» **Requirement**: Rewrite every one of the records below, switching each "instance" to "object" and leaving everything else unchanged. Leave the pictures out of your output.
* Begin Available records *
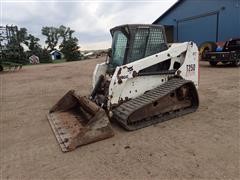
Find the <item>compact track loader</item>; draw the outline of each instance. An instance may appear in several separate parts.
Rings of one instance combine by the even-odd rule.
[[[110,32],[112,48],[94,70],[89,97],[70,90],[48,113],[64,152],[112,137],[110,121],[136,130],[198,108],[193,42],[168,45],[160,25],[122,25]]]

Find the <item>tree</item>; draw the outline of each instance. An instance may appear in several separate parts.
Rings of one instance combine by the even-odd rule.
[[[40,44],[38,43],[40,41],[39,38],[36,38],[32,34],[29,34],[27,40],[28,40],[27,42],[28,48],[31,51],[41,48]]]
[[[59,37],[61,36],[59,28],[56,27],[43,27],[42,34],[47,37],[45,43],[47,44],[47,49],[50,51],[54,50],[58,44]]]
[[[67,61],[79,60],[80,51],[77,38],[69,38],[62,42],[60,50],[64,54]]]

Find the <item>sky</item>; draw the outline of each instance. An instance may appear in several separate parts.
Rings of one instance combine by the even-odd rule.
[[[26,27],[41,39],[43,26],[75,30],[81,50],[107,49],[109,30],[121,24],[151,24],[177,0],[0,0],[1,25]]]

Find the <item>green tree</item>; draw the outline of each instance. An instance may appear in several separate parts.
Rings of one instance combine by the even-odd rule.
* End Available records *
» **The solution**:
Find the <item>compact track loader</item>; draw the outline of each object. An object may appear in several separate parts.
Rings of one object combine by the even-odd rule.
[[[110,32],[112,48],[94,70],[89,97],[70,90],[48,113],[64,152],[112,137],[110,121],[136,130],[198,108],[193,42],[168,45],[160,25],[122,25]]]

Find the <item>tree</item>; draw the outline of each object. An object may appear in several separate parts.
Rings of one object combine by the even-odd rule.
[[[40,44],[38,43],[40,41],[39,38],[36,38],[32,34],[29,34],[27,40],[28,40],[27,42],[28,48],[31,51],[41,48]]]
[[[59,37],[61,36],[59,28],[56,27],[43,27],[42,34],[47,37],[45,43],[47,44],[47,49],[50,51],[54,50],[58,44]]]
[[[67,61],[79,60],[80,51],[77,38],[69,38],[62,42],[60,50],[64,54]]]

Find the <item>sky</item>; draw the outline of each object. An object may appear in several separate parts.
Rings of one object combine by the even-odd rule.
[[[26,27],[41,39],[43,26],[75,30],[81,50],[107,49],[109,30],[121,24],[151,24],[177,0],[0,0],[1,25]]]

Find the <item>green tree</item>; draw the outline of each object. An object may appear in several separate parts.
Rings of one object combine by the even-odd rule.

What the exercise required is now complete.